This series adds a new userfaultfd registration mode,
UFFDIO_REGISTER_MODE_MINOR. This allows userspace to intercept "minor" faults.
By "minor" fault, I mean the following situation:

Let there exist two mappings (i.e., VMAs) to the same page(s) (shared memory).
One of the mappings is registered with userfaultfd (in minor mode), and the
other is not. Via the non-UFFD mapping, the underlying pages have already been
allocated & filled with some contents. The UFFD mapping has not yet been
faulted in; when it is touched for the first time, this results in what I'm
calling a "minor" fault. As a concrete example, when working with hugetlbfs, we
have huge_pte_none(), but find_lock_page() finds an existing page.

+ + + + +

- [Tasks for this exercise]
1. Copy the userfaultfd excerpt word for word, everything from "Let there exist" down to "an existing page.".
2. Report how many lines in the rows contain the string "front", treating case as significant, and give only the number.
The rows that follow are unrelated to the userfaultfd excerpt.

- [Point annotation dataset rows]
+ + + + +

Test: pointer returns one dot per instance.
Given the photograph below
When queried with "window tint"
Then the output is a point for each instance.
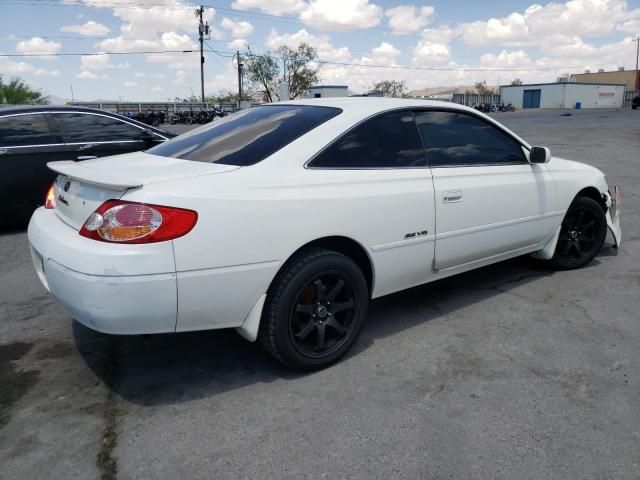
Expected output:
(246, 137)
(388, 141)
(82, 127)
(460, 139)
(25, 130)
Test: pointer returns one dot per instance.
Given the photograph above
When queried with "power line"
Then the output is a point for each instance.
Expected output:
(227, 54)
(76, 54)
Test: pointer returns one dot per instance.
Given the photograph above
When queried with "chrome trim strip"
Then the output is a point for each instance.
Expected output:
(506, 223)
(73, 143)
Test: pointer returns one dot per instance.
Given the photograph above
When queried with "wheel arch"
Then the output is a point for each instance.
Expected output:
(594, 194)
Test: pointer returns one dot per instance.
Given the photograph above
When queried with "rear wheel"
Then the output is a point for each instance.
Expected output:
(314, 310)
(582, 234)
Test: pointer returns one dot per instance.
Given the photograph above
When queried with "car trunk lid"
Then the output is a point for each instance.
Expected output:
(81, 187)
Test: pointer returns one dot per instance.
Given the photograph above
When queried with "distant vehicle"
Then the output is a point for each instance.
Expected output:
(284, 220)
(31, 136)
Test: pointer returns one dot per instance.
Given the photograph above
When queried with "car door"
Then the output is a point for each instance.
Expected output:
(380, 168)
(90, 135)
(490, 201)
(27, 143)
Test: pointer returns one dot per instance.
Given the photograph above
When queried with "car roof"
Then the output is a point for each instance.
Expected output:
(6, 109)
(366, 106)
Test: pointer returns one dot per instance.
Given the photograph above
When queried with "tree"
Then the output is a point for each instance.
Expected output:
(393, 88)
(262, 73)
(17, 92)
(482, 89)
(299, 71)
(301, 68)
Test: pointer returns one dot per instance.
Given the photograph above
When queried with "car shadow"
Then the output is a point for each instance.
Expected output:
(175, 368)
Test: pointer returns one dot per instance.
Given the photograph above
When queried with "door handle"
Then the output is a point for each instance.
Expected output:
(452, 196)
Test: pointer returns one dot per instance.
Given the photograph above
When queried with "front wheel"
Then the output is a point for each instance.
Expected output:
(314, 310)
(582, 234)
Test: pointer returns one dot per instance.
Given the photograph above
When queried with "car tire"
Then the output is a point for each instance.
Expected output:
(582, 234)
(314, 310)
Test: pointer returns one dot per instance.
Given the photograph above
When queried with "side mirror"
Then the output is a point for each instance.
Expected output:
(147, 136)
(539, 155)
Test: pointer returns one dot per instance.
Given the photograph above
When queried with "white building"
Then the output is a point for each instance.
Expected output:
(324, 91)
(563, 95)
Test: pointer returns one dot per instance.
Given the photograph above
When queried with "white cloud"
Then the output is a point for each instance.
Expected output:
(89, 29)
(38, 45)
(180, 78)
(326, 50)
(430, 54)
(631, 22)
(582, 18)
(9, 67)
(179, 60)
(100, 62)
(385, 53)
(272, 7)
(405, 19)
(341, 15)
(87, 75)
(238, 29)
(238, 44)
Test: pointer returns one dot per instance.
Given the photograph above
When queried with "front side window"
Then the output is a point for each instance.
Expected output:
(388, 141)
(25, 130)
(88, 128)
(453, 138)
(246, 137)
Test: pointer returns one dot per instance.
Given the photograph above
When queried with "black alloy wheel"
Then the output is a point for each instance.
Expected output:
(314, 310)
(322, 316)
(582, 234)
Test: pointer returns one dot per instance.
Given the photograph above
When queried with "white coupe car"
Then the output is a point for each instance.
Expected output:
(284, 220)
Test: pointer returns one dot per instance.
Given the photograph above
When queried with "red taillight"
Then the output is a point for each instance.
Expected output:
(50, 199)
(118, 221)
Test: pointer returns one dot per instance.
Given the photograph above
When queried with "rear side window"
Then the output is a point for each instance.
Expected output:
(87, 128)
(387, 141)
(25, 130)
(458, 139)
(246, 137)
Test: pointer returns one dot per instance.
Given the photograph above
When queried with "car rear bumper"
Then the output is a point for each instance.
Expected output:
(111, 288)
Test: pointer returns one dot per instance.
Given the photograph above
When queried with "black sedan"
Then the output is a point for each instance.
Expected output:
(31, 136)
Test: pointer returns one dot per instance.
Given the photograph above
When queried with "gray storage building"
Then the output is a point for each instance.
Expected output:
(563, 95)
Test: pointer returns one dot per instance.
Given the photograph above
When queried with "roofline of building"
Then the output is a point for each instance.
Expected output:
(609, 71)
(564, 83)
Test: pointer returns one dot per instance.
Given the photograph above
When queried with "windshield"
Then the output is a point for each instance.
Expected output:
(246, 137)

+ + + + +

- [Solved problems]
1.
Let there exist two mappings (i.e., VMAs) to the same page(s) (shared memory).
One of the mappings is registered with userfaultfd (in minor mode), and the
other is not. Via the non-UFFD mapping, the underlying pages have already been
allocated & filled with some contents. The UFFD mapping has not yet been
faulted in; when it is touched for the first time, this results in what I'm
calling a "minor" fault. As a concrete example, when working with hugetlbfs, we
have huge_pte_none(), but find_lock_page() finds an existing page.

2. 2